begin Material provided

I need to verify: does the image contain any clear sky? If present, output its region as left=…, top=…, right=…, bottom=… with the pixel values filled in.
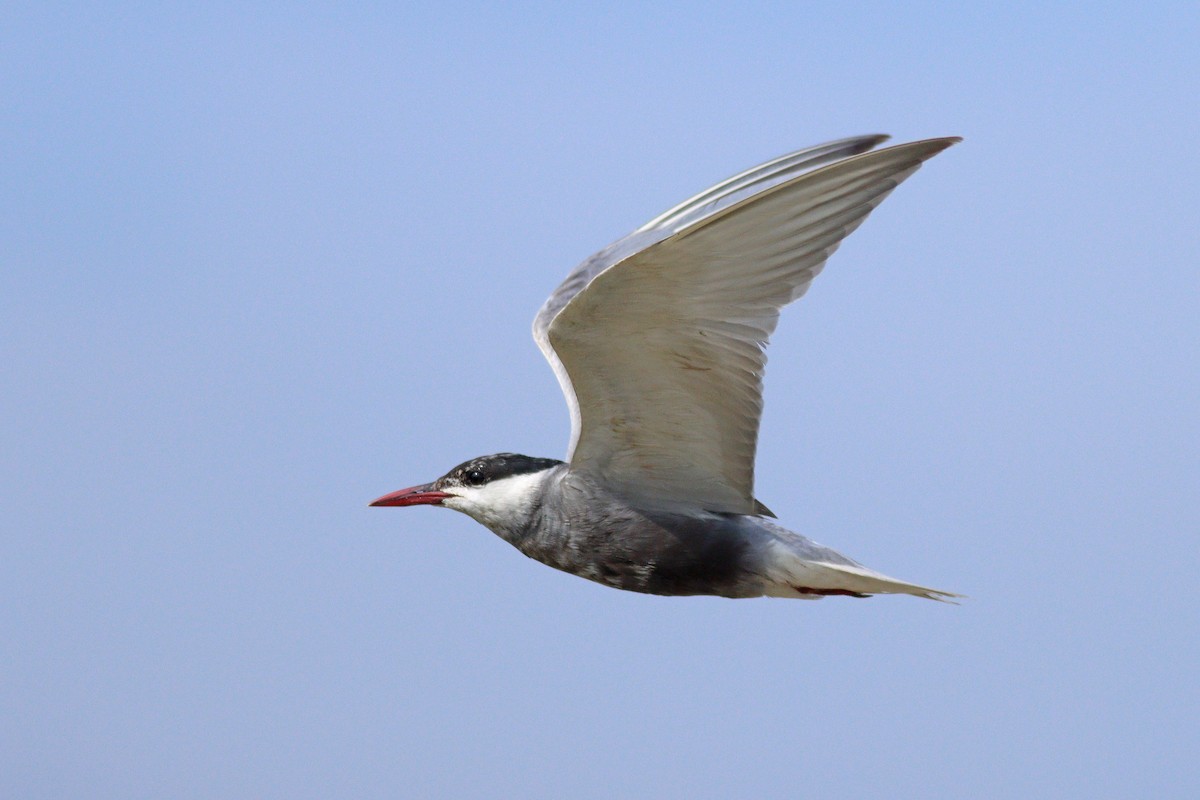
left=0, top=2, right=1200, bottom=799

end Material provided
begin Material provided

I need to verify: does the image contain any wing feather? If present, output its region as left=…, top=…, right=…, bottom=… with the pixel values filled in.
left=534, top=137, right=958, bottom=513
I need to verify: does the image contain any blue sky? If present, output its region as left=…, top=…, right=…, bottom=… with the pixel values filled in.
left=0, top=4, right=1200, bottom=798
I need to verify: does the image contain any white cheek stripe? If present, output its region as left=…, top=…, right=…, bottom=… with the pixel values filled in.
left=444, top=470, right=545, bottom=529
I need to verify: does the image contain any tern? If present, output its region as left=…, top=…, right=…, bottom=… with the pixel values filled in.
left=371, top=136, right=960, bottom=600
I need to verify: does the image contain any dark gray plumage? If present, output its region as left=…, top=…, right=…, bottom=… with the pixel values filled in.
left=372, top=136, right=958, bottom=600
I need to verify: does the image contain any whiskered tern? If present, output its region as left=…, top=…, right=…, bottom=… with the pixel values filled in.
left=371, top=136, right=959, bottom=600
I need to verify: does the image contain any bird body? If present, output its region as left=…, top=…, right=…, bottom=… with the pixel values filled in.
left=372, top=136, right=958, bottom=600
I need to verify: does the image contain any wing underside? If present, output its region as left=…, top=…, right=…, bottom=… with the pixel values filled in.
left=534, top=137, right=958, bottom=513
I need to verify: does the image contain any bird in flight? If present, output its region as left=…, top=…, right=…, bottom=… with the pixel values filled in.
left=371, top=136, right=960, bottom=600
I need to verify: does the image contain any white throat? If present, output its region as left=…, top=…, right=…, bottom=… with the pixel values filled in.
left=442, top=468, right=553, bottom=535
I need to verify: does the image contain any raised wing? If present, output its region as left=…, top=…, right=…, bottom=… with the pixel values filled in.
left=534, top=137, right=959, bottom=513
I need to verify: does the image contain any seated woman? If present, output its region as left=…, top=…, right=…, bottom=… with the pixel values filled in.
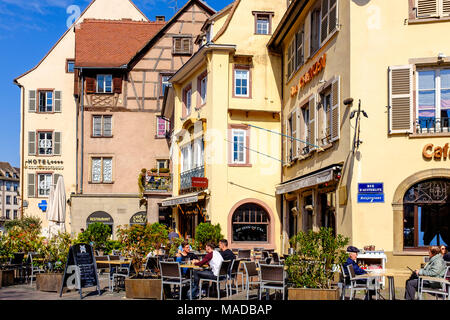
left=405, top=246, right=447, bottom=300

end Material provided
begin Material provided

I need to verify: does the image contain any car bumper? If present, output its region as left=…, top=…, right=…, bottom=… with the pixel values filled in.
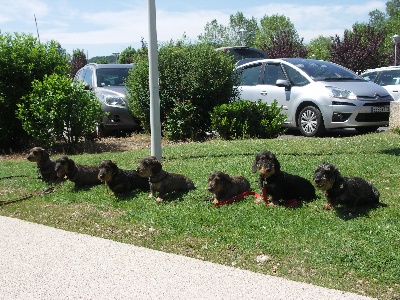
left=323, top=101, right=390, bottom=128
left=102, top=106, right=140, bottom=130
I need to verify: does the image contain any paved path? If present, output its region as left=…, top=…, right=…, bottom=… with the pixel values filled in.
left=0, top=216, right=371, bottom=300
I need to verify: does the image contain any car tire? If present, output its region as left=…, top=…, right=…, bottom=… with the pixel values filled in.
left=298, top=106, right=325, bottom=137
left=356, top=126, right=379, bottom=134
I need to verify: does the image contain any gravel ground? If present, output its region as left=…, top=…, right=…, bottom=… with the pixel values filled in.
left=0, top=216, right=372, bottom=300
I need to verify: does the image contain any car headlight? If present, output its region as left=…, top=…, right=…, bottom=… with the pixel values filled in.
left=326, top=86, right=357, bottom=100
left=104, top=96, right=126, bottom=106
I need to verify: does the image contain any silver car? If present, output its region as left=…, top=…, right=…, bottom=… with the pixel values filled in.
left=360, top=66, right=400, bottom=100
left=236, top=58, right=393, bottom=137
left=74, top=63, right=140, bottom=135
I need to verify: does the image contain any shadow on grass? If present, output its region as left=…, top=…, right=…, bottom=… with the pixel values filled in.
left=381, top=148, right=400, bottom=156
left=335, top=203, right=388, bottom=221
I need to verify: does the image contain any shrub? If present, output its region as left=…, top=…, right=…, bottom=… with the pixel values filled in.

end Material provided

_What needs to be done_
Reproduce the stretch of the listing from the line containing "I need to verify: does the image contain any clear" through the line containing "left=0, top=2, right=1200, bottom=799", both ends included, with the requests kept unchanged and the pictures omitted. Multiply every pixel coordinate in the answers by 1.15 and round each result to a whole number, with halves rounded up.

_Problem solution_
I need to verify: does the image contain any clear sky? If present, output its region as left=…, top=…, right=…, bottom=… with the pixel values filled in.
left=0, top=2, right=1380, bottom=919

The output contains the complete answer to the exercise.